**Written request**: Count the lines in the records below that contain the string "shower", matching case exactly, and reply with only that number.

━━ Records for this task ━━

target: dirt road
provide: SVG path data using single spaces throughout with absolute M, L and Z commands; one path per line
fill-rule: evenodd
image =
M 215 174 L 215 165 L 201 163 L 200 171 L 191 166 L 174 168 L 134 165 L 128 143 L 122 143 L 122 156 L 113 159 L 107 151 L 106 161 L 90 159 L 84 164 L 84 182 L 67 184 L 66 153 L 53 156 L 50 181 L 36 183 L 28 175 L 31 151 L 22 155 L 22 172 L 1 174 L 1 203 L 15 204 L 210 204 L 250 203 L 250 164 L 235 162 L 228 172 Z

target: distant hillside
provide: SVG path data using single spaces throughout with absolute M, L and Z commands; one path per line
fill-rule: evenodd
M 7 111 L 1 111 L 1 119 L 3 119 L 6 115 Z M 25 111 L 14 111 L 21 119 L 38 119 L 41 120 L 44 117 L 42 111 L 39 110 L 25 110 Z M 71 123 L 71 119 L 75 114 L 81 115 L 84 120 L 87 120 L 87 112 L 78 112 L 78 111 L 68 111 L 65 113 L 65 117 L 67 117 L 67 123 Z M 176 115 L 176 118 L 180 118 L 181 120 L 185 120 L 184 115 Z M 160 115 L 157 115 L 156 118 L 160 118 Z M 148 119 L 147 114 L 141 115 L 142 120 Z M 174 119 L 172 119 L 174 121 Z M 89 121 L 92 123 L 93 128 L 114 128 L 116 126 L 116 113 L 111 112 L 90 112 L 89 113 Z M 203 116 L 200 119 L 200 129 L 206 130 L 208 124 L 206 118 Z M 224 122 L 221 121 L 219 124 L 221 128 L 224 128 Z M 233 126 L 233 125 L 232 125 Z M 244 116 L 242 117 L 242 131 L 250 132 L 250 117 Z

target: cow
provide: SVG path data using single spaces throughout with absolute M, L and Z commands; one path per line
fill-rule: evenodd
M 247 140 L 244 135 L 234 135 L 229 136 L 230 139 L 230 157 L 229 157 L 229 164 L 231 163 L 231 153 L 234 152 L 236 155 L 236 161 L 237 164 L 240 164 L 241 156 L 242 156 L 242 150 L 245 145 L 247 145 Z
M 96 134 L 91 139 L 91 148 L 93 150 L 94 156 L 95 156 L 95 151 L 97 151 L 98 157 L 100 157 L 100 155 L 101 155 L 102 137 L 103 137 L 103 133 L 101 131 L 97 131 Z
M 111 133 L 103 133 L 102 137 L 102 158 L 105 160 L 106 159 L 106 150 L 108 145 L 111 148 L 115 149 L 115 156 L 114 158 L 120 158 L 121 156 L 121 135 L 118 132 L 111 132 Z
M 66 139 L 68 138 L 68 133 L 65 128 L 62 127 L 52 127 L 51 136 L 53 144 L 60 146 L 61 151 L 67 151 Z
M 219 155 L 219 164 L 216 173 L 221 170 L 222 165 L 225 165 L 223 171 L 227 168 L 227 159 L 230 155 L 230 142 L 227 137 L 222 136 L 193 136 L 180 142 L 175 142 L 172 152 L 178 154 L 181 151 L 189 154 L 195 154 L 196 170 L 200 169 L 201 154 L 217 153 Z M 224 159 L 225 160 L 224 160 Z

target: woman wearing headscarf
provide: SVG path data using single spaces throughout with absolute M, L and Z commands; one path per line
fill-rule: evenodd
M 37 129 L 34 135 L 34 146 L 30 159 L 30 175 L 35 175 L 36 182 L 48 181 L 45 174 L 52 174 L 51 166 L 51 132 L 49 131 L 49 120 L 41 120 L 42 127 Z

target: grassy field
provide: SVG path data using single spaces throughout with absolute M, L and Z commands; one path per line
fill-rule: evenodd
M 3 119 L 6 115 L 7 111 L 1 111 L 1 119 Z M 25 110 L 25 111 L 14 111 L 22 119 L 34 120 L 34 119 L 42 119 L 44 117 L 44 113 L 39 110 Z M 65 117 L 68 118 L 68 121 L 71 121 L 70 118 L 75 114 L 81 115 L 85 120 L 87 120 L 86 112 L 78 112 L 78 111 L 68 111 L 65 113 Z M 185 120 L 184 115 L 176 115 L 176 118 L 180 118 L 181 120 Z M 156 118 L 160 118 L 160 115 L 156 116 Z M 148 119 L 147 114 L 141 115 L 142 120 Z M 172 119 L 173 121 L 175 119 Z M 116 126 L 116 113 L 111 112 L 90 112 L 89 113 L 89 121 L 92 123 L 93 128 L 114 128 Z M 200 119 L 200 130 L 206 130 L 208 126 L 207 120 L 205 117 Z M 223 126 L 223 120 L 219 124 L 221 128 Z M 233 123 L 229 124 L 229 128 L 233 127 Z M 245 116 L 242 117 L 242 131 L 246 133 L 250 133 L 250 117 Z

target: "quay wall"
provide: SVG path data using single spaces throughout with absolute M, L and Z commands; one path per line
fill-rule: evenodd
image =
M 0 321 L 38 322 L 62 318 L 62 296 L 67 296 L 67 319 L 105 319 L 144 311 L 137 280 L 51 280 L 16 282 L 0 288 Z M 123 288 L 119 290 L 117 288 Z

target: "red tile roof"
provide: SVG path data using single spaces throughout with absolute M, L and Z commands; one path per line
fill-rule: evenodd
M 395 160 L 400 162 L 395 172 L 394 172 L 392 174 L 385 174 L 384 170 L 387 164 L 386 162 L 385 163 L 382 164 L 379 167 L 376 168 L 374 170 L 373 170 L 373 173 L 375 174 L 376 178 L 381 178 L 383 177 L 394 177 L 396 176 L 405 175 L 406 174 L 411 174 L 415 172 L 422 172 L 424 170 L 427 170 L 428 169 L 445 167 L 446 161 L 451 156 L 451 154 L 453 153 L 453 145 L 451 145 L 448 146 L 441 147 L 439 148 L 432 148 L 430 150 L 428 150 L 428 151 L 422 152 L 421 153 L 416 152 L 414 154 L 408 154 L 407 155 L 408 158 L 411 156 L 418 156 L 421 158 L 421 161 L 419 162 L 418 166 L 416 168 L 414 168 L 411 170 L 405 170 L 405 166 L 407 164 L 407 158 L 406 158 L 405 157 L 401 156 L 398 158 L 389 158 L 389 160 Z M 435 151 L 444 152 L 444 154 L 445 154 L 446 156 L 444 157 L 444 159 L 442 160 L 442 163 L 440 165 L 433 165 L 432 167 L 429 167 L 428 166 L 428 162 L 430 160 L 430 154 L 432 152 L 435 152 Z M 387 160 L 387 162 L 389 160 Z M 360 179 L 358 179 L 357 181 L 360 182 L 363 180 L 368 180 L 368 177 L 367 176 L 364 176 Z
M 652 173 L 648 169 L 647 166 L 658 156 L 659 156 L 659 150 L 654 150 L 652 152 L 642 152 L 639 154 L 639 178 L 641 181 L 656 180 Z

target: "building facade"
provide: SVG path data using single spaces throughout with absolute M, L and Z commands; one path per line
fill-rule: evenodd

━━━
━━ Records for this task ━━

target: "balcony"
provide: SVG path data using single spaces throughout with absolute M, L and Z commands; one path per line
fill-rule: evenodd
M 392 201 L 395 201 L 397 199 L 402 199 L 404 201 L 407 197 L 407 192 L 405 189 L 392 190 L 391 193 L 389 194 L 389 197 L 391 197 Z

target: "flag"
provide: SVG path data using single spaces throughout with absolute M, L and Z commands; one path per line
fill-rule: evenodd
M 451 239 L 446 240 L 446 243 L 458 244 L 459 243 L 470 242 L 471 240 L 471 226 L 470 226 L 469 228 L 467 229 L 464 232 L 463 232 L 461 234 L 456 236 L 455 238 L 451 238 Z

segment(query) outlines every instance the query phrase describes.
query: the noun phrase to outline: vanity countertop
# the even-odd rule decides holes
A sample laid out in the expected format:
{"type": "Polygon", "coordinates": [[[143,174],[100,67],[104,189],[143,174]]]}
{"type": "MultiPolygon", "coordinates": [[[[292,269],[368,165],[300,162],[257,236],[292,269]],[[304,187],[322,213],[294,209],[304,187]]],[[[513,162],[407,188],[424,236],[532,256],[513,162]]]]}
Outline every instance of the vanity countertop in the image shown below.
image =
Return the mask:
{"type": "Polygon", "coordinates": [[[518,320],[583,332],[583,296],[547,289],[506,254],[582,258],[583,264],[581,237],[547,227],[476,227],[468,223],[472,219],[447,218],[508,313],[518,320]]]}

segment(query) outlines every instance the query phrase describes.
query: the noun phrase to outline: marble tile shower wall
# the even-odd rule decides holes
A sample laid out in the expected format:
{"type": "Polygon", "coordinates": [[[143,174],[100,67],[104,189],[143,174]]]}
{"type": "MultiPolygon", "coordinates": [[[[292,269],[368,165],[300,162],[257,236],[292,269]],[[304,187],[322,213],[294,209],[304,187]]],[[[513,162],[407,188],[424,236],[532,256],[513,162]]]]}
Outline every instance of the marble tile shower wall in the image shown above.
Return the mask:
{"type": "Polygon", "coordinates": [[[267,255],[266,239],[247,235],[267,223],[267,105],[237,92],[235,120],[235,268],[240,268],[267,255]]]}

━━━

**Written answer**: 2